» Exercise details
Output every entry exactly as written, skipping any pictures.

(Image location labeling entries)

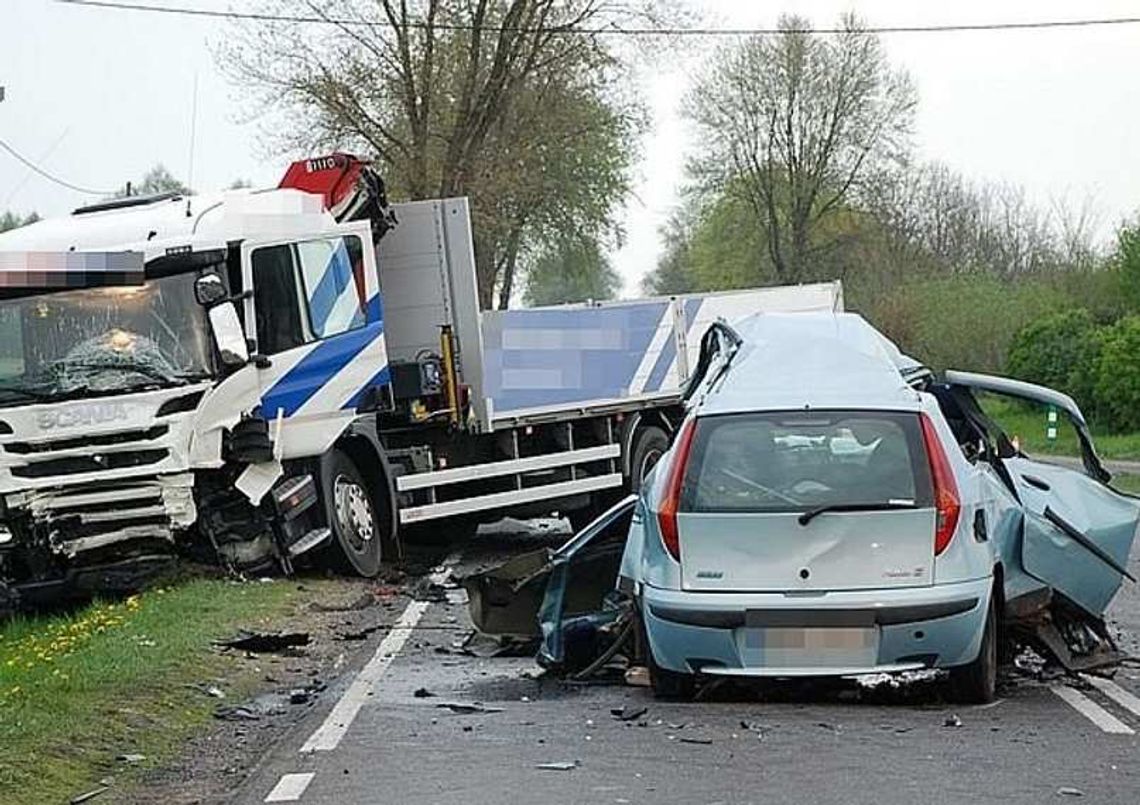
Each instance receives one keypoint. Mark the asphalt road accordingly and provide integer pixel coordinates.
(774, 745)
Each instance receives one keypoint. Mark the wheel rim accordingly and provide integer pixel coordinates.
(353, 512)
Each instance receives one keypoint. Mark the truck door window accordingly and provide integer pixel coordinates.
(308, 291)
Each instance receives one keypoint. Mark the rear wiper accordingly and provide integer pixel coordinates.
(880, 506)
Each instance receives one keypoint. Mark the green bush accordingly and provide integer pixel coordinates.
(1060, 351)
(1117, 377)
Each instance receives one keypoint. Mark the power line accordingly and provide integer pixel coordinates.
(50, 177)
(604, 31)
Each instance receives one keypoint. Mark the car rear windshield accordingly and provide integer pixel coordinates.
(780, 462)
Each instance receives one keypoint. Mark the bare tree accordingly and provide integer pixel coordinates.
(795, 122)
(442, 91)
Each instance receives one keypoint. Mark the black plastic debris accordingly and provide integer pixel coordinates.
(628, 713)
(90, 795)
(266, 642)
(236, 713)
(559, 765)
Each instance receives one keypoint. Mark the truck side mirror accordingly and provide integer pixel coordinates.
(228, 335)
(209, 290)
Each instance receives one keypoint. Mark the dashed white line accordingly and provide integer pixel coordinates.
(1091, 710)
(290, 788)
(1116, 693)
(336, 724)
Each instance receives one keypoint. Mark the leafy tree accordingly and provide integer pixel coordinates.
(571, 271)
(795, 124)
(11, 220)
(1118, 374)
(159, 179)
(1060, 351)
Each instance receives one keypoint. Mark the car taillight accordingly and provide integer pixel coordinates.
(667, 514)
(945, 489)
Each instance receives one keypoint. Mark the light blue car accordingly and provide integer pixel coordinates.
(829, 509)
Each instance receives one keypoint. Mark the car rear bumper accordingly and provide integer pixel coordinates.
(733, 633)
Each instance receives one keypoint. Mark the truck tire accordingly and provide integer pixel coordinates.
(977, 682)
(358, 536)
(650, 444)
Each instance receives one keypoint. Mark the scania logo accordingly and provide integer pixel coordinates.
(78, 415)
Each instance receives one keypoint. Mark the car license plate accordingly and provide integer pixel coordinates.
(781, 647)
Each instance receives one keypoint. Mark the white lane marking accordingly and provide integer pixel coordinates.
(290, 788)
(1116, 693)
(1091, 710)
(328, 734)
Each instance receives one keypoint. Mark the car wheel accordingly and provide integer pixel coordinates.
(357, 534)
(650, 444)
(977, 682)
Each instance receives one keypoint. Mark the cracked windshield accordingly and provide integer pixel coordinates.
(96, 341)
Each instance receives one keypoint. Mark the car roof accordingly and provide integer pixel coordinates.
(812, 360)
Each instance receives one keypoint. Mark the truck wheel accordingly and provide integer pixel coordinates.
(977, 682)
(357, 531)
(650, 444)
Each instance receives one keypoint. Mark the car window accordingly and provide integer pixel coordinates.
(795, 461)
(308, 291)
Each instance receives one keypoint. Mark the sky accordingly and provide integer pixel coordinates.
(97, 97)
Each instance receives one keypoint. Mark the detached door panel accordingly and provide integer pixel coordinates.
(1079, 533)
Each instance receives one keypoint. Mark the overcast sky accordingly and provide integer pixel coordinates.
(97, 97)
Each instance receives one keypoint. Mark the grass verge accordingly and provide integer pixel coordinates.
(79, 690)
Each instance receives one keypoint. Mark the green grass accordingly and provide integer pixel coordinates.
(1028, 424)
(78, 690)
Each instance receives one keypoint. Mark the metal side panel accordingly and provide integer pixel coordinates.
(428, 279)
(425, 480)
(573, 356)
(505, 499)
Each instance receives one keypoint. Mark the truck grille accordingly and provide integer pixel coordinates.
(73, 465)
(92, 517)
(98, 440)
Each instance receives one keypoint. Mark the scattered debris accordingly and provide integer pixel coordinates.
(90, 795)
(236, 713)
(360, 634)
(628, 713)
(266, 642)
(364, 601)
(212, 691)
(464, 709)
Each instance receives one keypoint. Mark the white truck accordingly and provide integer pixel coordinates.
(306, 370)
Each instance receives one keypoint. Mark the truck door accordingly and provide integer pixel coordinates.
(1079, 530)
(315, 316)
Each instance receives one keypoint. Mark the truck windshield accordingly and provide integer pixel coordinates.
(100, 341)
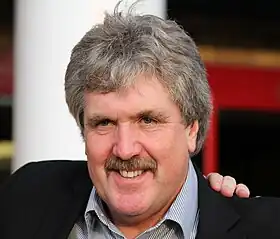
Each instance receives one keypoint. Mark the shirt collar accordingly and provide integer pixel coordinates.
(185, 207)
(182, 211)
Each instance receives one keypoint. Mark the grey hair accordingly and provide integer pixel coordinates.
(110, 56)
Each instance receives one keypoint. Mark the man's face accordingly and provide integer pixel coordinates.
(144, 127)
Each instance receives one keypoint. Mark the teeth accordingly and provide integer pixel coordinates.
(131, 174)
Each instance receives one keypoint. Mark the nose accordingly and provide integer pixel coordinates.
(126, 143)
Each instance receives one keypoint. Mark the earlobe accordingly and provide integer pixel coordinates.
(192, 131)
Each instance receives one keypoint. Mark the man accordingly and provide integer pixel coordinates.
(137, 89)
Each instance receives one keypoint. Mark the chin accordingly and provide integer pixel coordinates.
(130, 205)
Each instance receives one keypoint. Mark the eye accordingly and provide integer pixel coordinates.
(103, 123)
(147, 120)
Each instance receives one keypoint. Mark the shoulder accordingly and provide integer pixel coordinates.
(258, 214)
(42, 176)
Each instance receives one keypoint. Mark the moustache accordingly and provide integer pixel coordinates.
(132, 164)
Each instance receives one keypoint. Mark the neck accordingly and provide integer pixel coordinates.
(132, 226)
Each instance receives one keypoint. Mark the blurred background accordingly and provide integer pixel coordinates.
(240, 44)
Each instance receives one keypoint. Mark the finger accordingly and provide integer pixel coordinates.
(215, 181)
(228, 186)
(242, 191)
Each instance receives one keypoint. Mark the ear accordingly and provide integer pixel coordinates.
(191, 132)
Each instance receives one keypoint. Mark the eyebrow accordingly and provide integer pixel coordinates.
(93, 118)
(151, 113)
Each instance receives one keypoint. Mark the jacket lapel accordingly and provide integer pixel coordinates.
(68, 206)
(217, 218)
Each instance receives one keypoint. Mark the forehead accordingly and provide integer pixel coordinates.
(145, 94)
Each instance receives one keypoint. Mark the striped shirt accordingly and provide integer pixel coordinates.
(180, 221)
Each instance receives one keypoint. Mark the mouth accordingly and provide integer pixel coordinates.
(130, 174)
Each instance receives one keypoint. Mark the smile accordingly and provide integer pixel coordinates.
(130, 174)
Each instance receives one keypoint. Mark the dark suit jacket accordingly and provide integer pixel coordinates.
(44, 200)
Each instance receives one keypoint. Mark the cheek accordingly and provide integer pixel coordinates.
(170, 150)
(98, 149)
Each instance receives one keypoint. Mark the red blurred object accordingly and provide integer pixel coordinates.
(233, 87)
(240, 88)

» Exercise answer
Each instance receives one keypoint. Mark the asphalt road accordingly and provide integer pixel coordinates.
(774, 745)
Each instance receives one keypoint. Mark the wheel rim accordingly and provide integer pixel coordinates.
(353, 512)
Each instance receives one keypoint. Mark the truck door window accordingly and provide integer pixel coordinates.
(308, 291)
Each instance receives one keypoint. Mark the rear wiper accordingly and provide integer pixel coordinates.
(880, 506)
Each instance receives one keypoint. Mark the green bush accordingly and provide integer pixel coordinates.
(1060, 351)
(1117, 377)
Each instance receives one keypoint. Mark the power line accordingly and provide integer pixel coordinates.
(50, 177)
(604, 31)
Each instance receives one keypoint. Mark the car rear windshield accordingly and provide integer pixel coordinates.
(780, 462)
Each instance receives one keypoint. Mark the bare tree accordingly and provide integer pixel coordinates.
(795, 122)
(442, 91)
Each instance receives one keypoint. Mark the black plastic debris accordingly and provide integer pixel coordinates.
(628, 713)
(90, 795)
(266, 642)
(236, 713)
(559, 765)
Each instance receives one keypoint. Mark the truck side mirror accordingly and provide integer pixel coordinates.
(228, 335)
(209, 290)
Each instance receives one keypoint. Mark the dashed white line accordingly and provide integer pixel coordinates.
(1091, 710)
(290, 788)
(1116, 693)
(336, 724)
Each instance receives one keypoint. Mark the leafy tree accordingly and provide integer pixel coordinates.
(571, 271)
(795, 124)
(11, 220)
(1118, 374)
(159, 179)
(1060, 351)
Each instance receives one keypoint. Mark the car taillight accordingly and provide integer pixel coordinates.
(667, 514)
(945, 489)
Each instance receives one keypoint. Mark the light blue car accordingly and provide integer pixel coordinates.
(829, 509)
Each instance receives one keypoint. Mark the car rear bumper accordingly and provide integer pixel coordinates.
(733, 633)
Each instance receives one keypoint. Mark the truck tire accordingly and provide integer pixel coordinates.
(977, 682)
(358, 536)
(650, 444)
Each instance receives one keypoint. Mark the scania logo accordingly and provide integer pixel coordinates.
(78, 415)
Each instance receives one keypoint. Mark the car license plate accordingly and provide integer pixel coordinates.
(781, 647)
Each instance receives one keypoint. Mark the white lane marking accordingly and provide integer pixel coordinates.
(290, 788)
(1116, 693)
(1091, 710)
(328, 734)
Each instance receives one keypoint. Mark the car wheel accordingly and provide integer pixel coordinates.
(357, 534)
(650, 444)
(977, 682)
Each instance receives one keypoint. Mark the cracked windshield accordingly and provide integer pixel coordinates.
(96, 341)
Each instance receives one keypoint. Mark the car roof accordingly and provide integer pixel coordinates.
(812, 360)
Each instance receives one keypoint. Mark the truck wheel accordingly and provide integer pixel coordinates.
(977, 682)
(357, 531)
(650, 444)
Each instance receives one keypoint. Mark the car window accordingly and provide integer pixel coordinates.
(795, 461)
(308, 291)
Each instance receives one keypoint. Mark the sky accordingly and provide integer pixel coordinates.
(97, 97)
Each instance receives one keypoint. Mark the detached door panel accordingly and provide integer pixel coordinates.
(1079, 533)
Each instance receives one keypoint. Mark the overcast sky accordingly and provide integer pixel coordinates.
(97, 97)
Each instance receives one keypoint. Mark the grass verge accordingly and provide integer pixel coordinates.
(79, 690)
Each instance receives one keypoint. Mark the green grass accordingly and provide integer pixel coordinates.
(1028, 424)
(78, 690)
Each instance receives one keypoint. Mark the metal side panel accordingly and provide integer pixel coordinates.
(428, 279)
(425, 480)
(573, 356)
(505, 499)
Each instance receives one keypoint. Mark the truck grille accordingly and provide integer pixel coordinates.
(73, 465)
(92, 517)
(98, 440)
Each instance receives one keypoint. Mark the scattered debris accordingly and provide integer pixel coordinates.
(90, 795)
(236, 713)
(360, 634)
(628, 713)
(266, 642)
(364, 601)
(212, 691)
(464, 709)
Each instance receives one keypoint. Mark the white truck accordingly and provide integer pixel coordinates.
(306, 370)
Each instance receives one keypoint. Mark the truck door accordingly and provide integer pixel coordinates.
(1079, 530)
(315, 316)
Each instance receives one keypoint. Mark the truck windshield accordingly and provide integer pixel coordinates.
(100, 341)
Each instance receives one keypoint. Mark the shirt collar accordingly and provide integer pixel coordinates.
(185, 207)
(182, 211)
Each instance receives one keypoint. Mark the grey hair accordingly and provide integer pixel coordinates.
(110, 56)
Each instance receives one keypoint. Mark the man's face accordingly and provide integer pixel coordinates.
(144, 127)
Each instance receives one keypoint. Mark the teeth accordingly and provide integer pixel coordinates.
(131, 174)
Each instance receives one keypoint. Mark the nose accordingly and provide integer pixel coordinates.
(126, 143)
Each instance receives one keypoint. Mark the earlobe accordingly and provide integer pixel coordinates.
(192, 131)
Each instance receives one keypoint. Mark the man accordingly and provide integer pixel coordinates.
(137, 89)
Each instance receives one keypoint. Mark the chin accordingly and provide integer pixel coordinates.
(130, 205)
Each instance receives one keypoint. Mark the eye accordingly and provide integer pixel coordinates.
(103, 123)
(147, 120)
Each instance receives one keypoint. Mark the shoulder accordingly and provide integer pixel coordinates.
(258, 214)
(42, 176)
Each instance receives one keypoint. Mark the moustache accordingly and provide integer pixel coordinates.
(132, 164)
Each instance receives one keypoint. Mark the neck accordingly and provide integer pixel coordinates.
(132, 226)
Each instance receives one keypoint. Mark the blurred background accordingly and provide integer pixel coordinates.
(240, 44)
Each instance receives one keypoint. Mark the finger accordingly and provide integer pixel coordinates.
(215, 181)
(228, 186)
(242, 191)
Each instance receives one keypoint. Mark the ear accordingly and provide integer pixel coordinates.
(191, 132)
Each instance receives one keypoint. Mark the eyebrow accordingly and provide integer pixel coordinates.
(93, 118)
(151, 113)
Each instance receives one keypoint. Mark the jacket lapel accordingly and provide integer pixel coordinates.
(68, 206)
(217, 218)
Each instance receives one keypoint. Mark the forehead accordingly and provide integer pixel coordinates.
(145, 94)
Each instance receives one keypoint. Mark the striped shirt accordingly and provide integer pixel coordinates.
(180, 221)
Each instance receives one keypoint. Mark the mouth accordingly and provide integer pixel coordinates.
(130, 174)
Each instance receives one keypoint. Mark the smile accordingly and provide integer pixel coordinates.
(130, 174)
Each instance receives one keypoint. Mark the dark suit jacket accordingly and provide integer pixel coordinates.
(44, 200)
Each instance receives one keypoint. Mark the cheek accordingly and provide integer pixel coordinates.
(170, 150)
(98, 149)
Each instance receives one keypoint. Mark the red blurred object accordingly and provide integer pixel coordinates.
(233, 87)
(240, 88)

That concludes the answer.